_Provided data_

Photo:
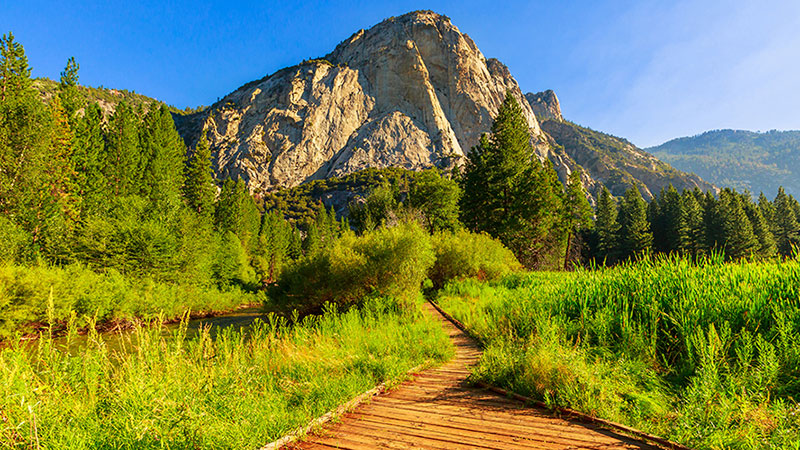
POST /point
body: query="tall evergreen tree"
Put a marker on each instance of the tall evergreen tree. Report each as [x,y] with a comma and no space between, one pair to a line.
[162,153]
[607,227]
[437,198]
[68,92]
[508,193]
[275,241]
[787,228]
[87,159]
[236,212]
[635,235]
[27,180]
[766,241]
[122,158]
[693,240]
[672,219]
[577,215]
[738,239]
[767,211]
[199,188]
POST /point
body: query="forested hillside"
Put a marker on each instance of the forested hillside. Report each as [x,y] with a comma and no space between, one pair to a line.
[743,160]
[107,214]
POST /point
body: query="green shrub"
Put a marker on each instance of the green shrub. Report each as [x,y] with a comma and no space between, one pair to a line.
[385,262]
[463,254]
[13,240]
[26,294]
[232,266]
[704,353]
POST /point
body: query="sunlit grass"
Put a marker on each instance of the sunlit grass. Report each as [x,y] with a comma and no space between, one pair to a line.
[706,354]
[237,390]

_Problem description_
Do not copy the pictures, but repeat every line exactly.

_Answer for this exercise_
Photo:
POST /point
body: query="tall evergreen tree"
Put a marker on each instance of the tall evergreen tree. Report each as [x,y] with a comma and no space between, one pair to a line.
[162,153]
[607,227]
[437,198]
[68,92]
[508,193]
[275,241]
[787,228]
[87,159]
[236,212]
[635,235]
[27,180]
[766,241]
[122,158]
[693,240]
[672,219]
[577,215]
[738,239]
[767,211]
[199,188]
POST /point
body: query="forested hillside"
Put a marker on each instance of the forested hillside. Report each as [x,y] with a comma and no space between, one pair to a line.
[743,160]
[107,214]
POST /point
body: query="green shrub"
Put a marker on each instance of the green shrub. Report each as [x,y] with a comma and no space between, one pair to a line.
[385,262]
[463,254]
[13,240]
[26,294]
[232,266]
[704,353]
POST /point
body: query="sunlit grass"
Put a marker on each instance of the sunlit grass. Report each as [x,y] with a comma and no space between, one pair to a line.
[706,354]
[237,390]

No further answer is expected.